Transcribe the listing below exactly, leaving nothing out.
#####
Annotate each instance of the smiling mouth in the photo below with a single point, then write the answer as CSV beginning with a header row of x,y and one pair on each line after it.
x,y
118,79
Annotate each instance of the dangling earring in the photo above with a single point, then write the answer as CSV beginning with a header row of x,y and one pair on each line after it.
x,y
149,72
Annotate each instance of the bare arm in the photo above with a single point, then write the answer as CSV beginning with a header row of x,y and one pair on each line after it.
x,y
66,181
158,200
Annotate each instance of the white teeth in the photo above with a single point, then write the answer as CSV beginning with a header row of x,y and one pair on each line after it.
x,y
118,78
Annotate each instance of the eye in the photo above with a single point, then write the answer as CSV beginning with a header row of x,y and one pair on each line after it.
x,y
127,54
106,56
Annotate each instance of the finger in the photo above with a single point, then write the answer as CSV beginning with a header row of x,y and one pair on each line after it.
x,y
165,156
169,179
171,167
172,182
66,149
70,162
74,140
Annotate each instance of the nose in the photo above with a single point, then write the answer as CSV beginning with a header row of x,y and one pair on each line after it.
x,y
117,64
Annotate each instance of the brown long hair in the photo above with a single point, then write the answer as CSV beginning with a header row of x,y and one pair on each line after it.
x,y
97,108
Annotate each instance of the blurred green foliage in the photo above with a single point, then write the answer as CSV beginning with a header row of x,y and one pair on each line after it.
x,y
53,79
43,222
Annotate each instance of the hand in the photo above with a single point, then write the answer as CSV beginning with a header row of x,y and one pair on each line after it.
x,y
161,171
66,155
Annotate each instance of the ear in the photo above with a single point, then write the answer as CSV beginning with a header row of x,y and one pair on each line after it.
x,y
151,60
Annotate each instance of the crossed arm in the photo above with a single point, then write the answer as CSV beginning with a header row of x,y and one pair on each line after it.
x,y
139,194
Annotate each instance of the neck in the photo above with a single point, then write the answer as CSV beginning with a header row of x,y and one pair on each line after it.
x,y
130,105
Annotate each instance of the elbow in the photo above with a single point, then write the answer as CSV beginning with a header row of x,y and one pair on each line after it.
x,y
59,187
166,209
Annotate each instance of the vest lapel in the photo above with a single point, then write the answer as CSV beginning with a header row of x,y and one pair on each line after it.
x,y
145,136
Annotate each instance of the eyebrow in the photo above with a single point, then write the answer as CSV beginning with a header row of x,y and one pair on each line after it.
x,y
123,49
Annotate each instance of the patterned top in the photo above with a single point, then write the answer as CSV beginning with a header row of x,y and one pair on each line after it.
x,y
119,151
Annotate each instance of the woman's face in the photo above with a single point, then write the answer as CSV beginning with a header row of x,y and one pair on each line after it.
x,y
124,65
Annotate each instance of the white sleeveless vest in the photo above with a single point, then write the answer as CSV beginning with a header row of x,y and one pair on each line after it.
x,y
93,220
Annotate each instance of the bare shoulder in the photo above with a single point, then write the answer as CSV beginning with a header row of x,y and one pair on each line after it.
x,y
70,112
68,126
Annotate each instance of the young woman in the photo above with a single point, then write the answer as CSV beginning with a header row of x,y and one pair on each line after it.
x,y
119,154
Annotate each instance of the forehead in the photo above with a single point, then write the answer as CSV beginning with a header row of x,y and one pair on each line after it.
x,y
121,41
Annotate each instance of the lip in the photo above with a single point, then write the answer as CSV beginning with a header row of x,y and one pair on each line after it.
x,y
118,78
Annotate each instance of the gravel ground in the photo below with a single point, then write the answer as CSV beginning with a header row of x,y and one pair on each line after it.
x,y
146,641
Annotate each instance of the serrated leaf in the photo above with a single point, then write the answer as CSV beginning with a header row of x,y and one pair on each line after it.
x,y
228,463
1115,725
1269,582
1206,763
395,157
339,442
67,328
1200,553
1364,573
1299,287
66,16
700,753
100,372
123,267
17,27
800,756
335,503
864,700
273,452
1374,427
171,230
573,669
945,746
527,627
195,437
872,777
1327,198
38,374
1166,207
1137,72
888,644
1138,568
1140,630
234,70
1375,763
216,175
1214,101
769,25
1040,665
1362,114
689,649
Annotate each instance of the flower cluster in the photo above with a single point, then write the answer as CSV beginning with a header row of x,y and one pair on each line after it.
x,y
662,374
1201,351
#####
Result >>
Annotate each instance of the smiling mouth in the photo below with a single point, then write the answer as CSV beginning with a header row of x,y and one pair on each line after it.
x,y
118,79
Annotate each instance of the dangling earring in the photo above with a single point, then write the answer as CSV beginning with a header row of x,y and one pair on each line after it.
x,y
149,72
Annotate each instance of the bare arm in the photo above with a single point, then write the answer as CSV beginning with a header row of x,y and one pair on each line after it.
x,y
66,181
158,200
Annotate each instance of the white teeth in the photo above with a single point, then write the answer as CSV beginning with a header row of x,y and one pair on each line after it.
x,y
118,78
Annotate each instance of the eye in the photo above with a single point, then write the answer as CSV beginning with a header row of x,y and one pair on each line after it.
x,y
127,54
106,56
Annotate each instance of the finger in the photo above with a single point, then write the answer as CSV beginning with a header row of x,y and one pair on each line after it.
x,y
165,156
169,179
171,167
172,182
66,149
70,162
74,140
Annotate each instance of the nose in the photo above with a single point, then write the answer as CSV beginning with a header row of x,y and one pair on each line after it.
x,y
117,64
Annotate each instance of the brown long hair in the photo above with a single point, then write the answer as CSV beginning with a header row of x,y and one pair on each line after it.
x,y
97,108
Annotate each instance of the blurred green foliage in the photo above with a single point, then write the answer as CSV beginning with a header row of x,y and one pair on each line after it.
x,y
53,79
43,222
Annotate each instance of the hand in the photo above with a single point, then write the answer as CSV beginning with a header row of x,y and one pair on each line after it.
x,y
161,171
66,155
Annotate each instance of the ear in the photo above with a single point, then write the answer as CSV beginning with a header row of x,y and one pair on each line after it.
x,y
151,60
Annotate each instance of the crossed arm in the photo above with a single point, then write the answer as CSV beginning with a header row of x,y and one pair on each line after it.
x,y
139,194
Annotate each instance of the neck in the photo above with a single point, then write the answer as CSV beginning with a header row of x,y and one pair on each line after it.
x,y
130,105
Annotate each instance of the elbow in the photo above with a single point, then write the answer as CSV beginning with a header row of x,y and one pair on each line after it.
x,y
59,187
166,209
Annotate each instance of the vest lapel in the photo above with a single point, then write the answer as CSV beginning with a header row of x,y and one pair on each line after it.
x,y
145,136
Annotate each instance of the eyebrow in the photo above with a single point, then write the answer as CSV beginning with a header row of x,y and one pair on each line after it.
x,y
123,49
Annotate each instance of the patterned top in the photo above with a single point, then write the answer as CSV beginning with a header row of x,y and one pair on each line after it.
x,y
119,151
Annotate each instance of the woman's face in the photo above with a single point, then write the answer as CSV beginning with a header row of x,y and one pair on each line after it.
x,y
124,65
Annotate each instance of the white sleeveless vest in the photo above with a single point, then write the answer as CSV beginning with a header row of x,y and one pair on each line after it.
x,y
93,220
Annotate each instance of the bare shoulder in the photo above with a single point, then write the answer as CSV beginning with a header row of x,y and one pair on each line after it.
x,y
70,112
68,126
Annotate each instance of the young woman in the photo above with a single point, then write the answer as CSV beginning with a header row of x,y and one pair on each line after it.
x,y
119,154
Annotate each instance of the forehead in the photo above with a single point, then write the answer as CSV beginning with a header row of x,y and one pair on each line after it.
x,y
121,41
Annotate each instance of the lip in the photo above with a single point, then write the answer as CSV beginning with a header row of x,y and one pair on each line after it.
x,y
118,78
Annotate each instance of the gravel ground in the photo below with a single point, then write the answer as CSV beginning with a header row of x,y and one pair on each line after it.
x,y
146,641
Annotate each instance of the serrated leaf in the photo above with a single point, then write the answer as CSV beginning with a header row of x,y and one pair on each line after it.
x,y
228,463
1115,725
1269,582
1206,763
395,157
339,442
67,328
1200,553
1364,573
1299,287
66,16
700,753
100,372
123,267
17,27
800,756
335,503
864,700
273,452
1374,427
171,230
573,669
945,746
527,627
195,437
872,777
1327,198
38,374
1166,207
1137,72
888,644
1138,568
1140,630
234,70
1375,763
216,175
1214,101
769,25
1040,665
1362,114
689,649
Annotate each instance of the flower cluster in the photo above with a single point, then write the answer as CSV beginning with a header row of x,y and one pair on each line after it.
x,y
662,374
1201,351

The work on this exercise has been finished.